- **Excerpted records**:
================
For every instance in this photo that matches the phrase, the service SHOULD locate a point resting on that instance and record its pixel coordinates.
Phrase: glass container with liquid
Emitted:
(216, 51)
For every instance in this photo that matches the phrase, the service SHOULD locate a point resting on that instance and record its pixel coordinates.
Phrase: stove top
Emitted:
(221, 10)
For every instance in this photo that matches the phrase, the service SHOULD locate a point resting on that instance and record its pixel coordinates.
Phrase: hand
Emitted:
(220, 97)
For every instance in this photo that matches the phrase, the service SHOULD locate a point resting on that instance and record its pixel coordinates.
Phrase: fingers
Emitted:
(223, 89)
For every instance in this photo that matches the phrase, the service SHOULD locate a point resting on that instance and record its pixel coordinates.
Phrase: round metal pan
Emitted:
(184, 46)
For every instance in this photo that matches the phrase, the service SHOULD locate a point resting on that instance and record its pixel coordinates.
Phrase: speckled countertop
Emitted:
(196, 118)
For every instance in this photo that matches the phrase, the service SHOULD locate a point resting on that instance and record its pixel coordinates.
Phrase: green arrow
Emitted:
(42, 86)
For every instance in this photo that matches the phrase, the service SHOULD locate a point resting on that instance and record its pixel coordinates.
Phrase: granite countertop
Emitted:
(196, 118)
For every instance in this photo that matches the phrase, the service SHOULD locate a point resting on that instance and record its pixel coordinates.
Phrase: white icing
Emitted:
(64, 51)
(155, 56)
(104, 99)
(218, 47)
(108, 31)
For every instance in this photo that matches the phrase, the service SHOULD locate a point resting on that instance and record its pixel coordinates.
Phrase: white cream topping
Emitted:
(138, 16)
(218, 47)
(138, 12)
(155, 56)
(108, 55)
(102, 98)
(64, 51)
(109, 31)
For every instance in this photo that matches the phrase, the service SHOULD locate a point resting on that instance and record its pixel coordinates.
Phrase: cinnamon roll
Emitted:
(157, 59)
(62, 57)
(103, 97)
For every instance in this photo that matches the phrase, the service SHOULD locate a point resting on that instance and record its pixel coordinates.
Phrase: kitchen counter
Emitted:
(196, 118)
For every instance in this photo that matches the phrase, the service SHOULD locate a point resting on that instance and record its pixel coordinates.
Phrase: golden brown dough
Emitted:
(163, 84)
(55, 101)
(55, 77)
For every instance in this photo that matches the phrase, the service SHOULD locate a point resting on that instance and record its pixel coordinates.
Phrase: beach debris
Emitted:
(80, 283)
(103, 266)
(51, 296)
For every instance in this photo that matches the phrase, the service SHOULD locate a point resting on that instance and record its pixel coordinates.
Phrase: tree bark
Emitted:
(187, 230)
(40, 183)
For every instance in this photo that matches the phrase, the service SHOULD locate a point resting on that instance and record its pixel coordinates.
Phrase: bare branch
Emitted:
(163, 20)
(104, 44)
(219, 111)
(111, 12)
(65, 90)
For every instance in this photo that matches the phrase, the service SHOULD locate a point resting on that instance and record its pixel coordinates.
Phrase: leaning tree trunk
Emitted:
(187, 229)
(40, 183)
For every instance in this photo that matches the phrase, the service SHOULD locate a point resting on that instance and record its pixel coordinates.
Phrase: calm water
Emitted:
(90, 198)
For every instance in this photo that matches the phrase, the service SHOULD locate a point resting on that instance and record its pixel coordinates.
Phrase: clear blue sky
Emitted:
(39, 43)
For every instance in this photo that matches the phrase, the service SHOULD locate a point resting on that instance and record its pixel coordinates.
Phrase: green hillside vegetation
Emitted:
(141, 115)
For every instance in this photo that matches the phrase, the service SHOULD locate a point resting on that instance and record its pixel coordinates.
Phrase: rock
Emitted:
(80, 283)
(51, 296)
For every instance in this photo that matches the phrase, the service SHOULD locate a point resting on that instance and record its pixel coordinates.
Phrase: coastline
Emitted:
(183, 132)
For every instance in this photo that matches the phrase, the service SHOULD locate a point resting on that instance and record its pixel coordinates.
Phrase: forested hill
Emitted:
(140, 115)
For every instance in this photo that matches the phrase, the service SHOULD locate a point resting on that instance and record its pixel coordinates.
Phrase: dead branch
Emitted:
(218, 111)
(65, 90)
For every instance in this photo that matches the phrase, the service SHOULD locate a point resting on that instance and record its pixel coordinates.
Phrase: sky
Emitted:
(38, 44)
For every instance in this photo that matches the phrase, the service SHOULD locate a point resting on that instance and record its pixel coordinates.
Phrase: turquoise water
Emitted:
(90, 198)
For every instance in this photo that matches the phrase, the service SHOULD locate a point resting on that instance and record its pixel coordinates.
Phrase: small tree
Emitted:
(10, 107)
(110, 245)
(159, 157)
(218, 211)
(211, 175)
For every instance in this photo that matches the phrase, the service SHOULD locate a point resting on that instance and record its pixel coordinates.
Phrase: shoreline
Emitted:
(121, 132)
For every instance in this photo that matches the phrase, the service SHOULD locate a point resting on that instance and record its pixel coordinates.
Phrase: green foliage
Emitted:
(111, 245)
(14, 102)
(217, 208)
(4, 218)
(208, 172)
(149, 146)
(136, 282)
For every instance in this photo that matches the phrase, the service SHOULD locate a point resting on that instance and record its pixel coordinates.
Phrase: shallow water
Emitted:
================
- **Goal of the exercise**: Show each line above that contains the string "water". Case counts.

- **Solution for this task**:
Phrase: calm water
Phrase: turquoise water
Phrase: shallow water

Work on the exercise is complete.